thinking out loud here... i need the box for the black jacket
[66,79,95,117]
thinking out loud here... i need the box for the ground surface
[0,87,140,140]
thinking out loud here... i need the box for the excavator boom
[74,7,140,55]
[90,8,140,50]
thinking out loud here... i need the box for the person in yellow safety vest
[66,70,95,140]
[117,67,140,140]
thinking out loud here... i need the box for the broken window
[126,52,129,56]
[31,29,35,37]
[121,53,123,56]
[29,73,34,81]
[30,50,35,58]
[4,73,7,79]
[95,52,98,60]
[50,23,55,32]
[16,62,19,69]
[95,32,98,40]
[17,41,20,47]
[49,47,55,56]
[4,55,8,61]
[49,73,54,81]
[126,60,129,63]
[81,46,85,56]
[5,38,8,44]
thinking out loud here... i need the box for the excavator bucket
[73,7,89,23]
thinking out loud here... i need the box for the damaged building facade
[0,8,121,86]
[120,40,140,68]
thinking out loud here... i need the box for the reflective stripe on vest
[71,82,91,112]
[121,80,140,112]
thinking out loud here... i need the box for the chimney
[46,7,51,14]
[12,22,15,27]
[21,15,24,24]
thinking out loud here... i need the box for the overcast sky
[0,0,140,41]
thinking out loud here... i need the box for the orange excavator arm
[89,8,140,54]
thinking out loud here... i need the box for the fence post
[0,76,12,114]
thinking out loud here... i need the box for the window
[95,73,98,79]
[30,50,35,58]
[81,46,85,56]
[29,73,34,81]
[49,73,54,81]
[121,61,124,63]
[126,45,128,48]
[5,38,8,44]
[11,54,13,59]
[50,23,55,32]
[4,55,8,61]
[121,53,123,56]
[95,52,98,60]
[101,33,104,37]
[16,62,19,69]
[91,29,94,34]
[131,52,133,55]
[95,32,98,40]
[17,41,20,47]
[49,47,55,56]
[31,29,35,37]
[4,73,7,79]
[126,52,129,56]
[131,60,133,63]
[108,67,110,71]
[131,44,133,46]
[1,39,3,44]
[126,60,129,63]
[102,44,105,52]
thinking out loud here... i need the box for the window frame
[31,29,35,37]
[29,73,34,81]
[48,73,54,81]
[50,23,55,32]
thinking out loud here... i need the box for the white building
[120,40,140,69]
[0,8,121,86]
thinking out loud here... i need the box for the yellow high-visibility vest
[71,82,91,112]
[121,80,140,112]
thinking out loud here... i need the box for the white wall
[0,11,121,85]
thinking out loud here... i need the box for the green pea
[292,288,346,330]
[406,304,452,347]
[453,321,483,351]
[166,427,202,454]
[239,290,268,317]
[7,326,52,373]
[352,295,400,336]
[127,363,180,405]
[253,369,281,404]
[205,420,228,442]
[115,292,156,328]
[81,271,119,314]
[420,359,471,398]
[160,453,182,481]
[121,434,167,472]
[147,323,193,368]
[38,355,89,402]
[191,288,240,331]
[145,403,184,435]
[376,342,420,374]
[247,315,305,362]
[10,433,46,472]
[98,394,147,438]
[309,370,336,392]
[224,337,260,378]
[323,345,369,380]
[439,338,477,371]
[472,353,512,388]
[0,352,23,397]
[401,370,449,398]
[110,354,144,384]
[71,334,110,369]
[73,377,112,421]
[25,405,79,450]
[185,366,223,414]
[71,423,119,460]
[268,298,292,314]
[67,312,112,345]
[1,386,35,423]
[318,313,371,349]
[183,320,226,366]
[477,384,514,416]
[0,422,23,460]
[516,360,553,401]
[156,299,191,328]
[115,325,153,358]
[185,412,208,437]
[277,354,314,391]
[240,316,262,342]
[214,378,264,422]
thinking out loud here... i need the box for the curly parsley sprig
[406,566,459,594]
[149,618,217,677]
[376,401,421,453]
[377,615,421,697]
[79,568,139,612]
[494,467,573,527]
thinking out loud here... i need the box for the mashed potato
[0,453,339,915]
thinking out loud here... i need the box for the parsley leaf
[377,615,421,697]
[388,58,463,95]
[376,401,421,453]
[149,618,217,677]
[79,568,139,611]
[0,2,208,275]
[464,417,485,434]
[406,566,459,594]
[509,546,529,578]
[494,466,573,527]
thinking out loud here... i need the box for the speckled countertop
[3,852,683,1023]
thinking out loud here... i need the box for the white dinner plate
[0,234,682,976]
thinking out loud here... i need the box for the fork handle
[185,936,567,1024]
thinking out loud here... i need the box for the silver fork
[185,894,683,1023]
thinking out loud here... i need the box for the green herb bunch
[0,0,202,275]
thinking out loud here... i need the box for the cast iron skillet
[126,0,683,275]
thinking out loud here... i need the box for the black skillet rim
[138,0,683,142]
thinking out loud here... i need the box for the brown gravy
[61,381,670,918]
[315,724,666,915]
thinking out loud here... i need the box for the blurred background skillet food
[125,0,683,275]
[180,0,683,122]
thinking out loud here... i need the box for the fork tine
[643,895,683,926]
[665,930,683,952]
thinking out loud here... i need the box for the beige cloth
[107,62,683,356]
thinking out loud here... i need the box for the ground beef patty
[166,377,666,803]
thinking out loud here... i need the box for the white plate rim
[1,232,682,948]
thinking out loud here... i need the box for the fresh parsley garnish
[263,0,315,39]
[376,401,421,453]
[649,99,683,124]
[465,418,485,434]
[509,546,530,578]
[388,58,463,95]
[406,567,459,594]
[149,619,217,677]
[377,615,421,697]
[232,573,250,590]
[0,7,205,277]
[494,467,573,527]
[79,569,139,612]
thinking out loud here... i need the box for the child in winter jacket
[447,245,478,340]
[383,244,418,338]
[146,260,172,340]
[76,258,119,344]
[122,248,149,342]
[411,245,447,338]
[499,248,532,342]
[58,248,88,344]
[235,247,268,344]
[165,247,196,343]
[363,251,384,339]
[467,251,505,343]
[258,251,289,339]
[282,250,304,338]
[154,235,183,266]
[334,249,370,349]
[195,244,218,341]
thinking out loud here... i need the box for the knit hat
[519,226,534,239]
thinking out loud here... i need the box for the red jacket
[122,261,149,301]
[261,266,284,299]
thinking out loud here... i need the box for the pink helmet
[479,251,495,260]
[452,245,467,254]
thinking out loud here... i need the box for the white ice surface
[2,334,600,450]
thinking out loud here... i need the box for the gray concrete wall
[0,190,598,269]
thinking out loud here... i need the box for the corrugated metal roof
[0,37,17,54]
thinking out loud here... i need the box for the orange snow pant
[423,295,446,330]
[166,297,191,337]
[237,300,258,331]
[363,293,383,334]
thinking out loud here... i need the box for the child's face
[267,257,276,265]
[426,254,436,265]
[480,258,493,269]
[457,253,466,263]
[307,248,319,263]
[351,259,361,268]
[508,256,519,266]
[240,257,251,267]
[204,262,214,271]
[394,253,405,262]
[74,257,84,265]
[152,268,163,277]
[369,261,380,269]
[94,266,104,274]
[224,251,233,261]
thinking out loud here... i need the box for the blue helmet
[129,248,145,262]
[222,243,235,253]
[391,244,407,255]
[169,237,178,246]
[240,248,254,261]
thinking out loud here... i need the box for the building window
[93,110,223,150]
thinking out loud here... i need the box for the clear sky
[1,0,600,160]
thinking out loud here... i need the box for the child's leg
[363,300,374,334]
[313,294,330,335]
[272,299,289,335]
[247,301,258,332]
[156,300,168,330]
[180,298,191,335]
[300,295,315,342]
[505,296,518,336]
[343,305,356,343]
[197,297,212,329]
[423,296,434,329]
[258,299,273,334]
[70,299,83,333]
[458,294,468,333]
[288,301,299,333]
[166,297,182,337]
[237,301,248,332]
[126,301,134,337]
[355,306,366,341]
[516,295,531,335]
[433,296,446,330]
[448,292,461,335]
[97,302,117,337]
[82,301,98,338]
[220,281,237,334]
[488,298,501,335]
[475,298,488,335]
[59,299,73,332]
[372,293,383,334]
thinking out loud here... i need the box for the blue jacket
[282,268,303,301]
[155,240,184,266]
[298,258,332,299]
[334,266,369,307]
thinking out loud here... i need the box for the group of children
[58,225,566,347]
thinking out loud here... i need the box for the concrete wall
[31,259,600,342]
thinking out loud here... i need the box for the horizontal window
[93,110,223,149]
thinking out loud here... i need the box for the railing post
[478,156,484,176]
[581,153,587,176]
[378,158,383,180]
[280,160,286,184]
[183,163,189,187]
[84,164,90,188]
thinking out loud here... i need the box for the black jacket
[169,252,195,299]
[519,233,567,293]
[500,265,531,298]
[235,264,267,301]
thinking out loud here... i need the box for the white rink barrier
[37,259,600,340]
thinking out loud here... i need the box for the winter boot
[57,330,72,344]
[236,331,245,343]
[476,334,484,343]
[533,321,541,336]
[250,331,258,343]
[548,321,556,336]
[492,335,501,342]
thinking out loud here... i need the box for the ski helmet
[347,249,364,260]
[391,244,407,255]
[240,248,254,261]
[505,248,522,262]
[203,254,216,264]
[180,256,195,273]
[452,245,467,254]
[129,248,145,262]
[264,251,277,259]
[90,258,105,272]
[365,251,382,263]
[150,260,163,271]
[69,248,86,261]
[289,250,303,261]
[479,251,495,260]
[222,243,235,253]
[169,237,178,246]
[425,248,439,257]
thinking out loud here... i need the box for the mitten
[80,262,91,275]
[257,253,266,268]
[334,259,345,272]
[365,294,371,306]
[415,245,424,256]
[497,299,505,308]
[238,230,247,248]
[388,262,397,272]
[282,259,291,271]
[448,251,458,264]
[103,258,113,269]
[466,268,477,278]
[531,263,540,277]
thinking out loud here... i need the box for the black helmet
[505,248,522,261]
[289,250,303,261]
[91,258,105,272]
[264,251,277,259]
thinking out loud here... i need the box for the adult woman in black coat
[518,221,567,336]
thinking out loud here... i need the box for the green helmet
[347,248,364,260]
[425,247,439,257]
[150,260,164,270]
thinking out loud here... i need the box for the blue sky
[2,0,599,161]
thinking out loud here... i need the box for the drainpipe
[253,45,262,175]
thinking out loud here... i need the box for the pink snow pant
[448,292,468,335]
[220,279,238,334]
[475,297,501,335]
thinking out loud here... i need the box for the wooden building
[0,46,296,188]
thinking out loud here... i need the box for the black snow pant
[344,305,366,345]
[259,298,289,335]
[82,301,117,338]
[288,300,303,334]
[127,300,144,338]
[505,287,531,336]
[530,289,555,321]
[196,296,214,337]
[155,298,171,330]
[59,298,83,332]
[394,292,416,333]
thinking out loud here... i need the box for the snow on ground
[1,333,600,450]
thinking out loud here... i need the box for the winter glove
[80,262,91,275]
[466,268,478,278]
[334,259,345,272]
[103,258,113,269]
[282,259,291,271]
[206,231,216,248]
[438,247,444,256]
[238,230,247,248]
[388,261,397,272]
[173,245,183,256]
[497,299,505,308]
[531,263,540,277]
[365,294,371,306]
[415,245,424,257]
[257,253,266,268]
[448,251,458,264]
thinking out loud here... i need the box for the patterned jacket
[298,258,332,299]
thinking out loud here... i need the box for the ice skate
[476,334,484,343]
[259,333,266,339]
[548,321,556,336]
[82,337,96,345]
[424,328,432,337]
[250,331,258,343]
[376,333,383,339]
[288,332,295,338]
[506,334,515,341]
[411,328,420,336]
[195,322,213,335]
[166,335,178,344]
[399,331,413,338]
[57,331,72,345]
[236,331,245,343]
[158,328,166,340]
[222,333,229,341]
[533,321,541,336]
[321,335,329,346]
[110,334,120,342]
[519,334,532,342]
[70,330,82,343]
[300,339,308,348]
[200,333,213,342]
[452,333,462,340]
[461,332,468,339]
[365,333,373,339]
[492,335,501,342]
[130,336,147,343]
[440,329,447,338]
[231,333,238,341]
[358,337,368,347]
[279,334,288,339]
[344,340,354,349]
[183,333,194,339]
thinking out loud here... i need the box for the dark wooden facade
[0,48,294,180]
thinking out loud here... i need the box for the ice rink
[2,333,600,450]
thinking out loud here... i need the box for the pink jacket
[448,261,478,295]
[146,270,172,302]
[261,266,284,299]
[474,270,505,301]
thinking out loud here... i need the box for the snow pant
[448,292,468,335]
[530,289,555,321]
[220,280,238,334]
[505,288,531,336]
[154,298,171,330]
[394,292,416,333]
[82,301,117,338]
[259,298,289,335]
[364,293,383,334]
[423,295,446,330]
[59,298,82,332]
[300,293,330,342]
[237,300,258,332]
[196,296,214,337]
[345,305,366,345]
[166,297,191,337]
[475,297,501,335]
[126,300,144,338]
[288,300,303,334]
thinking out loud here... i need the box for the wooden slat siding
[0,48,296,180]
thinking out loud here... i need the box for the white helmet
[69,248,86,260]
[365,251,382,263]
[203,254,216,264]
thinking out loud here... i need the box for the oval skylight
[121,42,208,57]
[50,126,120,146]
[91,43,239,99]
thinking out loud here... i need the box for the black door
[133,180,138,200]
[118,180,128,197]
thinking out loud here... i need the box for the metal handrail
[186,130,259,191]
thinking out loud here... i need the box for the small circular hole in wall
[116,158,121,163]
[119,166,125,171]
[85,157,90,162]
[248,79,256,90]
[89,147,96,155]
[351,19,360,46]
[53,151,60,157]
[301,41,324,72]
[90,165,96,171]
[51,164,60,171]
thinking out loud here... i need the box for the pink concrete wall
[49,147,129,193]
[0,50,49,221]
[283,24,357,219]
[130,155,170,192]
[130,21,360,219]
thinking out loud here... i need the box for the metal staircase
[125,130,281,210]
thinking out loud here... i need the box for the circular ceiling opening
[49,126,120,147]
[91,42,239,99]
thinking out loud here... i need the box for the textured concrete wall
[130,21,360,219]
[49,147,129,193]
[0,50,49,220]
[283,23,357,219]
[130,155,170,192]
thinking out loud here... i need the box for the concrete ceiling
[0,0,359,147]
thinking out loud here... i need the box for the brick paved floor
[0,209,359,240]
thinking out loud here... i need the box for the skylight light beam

> Work instruction: Output, unchanged, only the lines from the one that holds "thinking out loud here... i need the box for the small" through the last line of the material above.

> Result of this exercise:
thinking out loud here... i need the box for the small circular hole in wall
[116,158,121,163]
[119,166,125,171]
[85,157,90,162]
[248,79,256,90]
[89,147,96,155]
[351,19,360,46]
[53,151,60,157]
[301,41,324,72]
[90,165,96,171]
[51,164,60,171]
thinking out loud here... i need the box for the pink concrete wall
[49,147,129,193]
[0,50,49,221]
[283,24,357,219]
[130,155,170,192]
[130,21,360,219]
thinking out loud here... i need the box for the metal staircase
[125,130,281,210]
thinking out loud here... i need the box for the circular ceiling opening
[49,126,120,147]
[91,42,239,99]
thinking out loud here... i need the box for the textured concrete wall
[130,21,360,219]
[49,147,129,193]
[0,50,49,220]
[283,23,357,219]
[130,155,170,192]
thinking out loud here... i need the box for the concrete ceiling
[0,0,359,147]
thinking out loud here... i need the box for the brick paved floor
[0,209,359,240]
thinking out loud here... i need the box for the skylight light beam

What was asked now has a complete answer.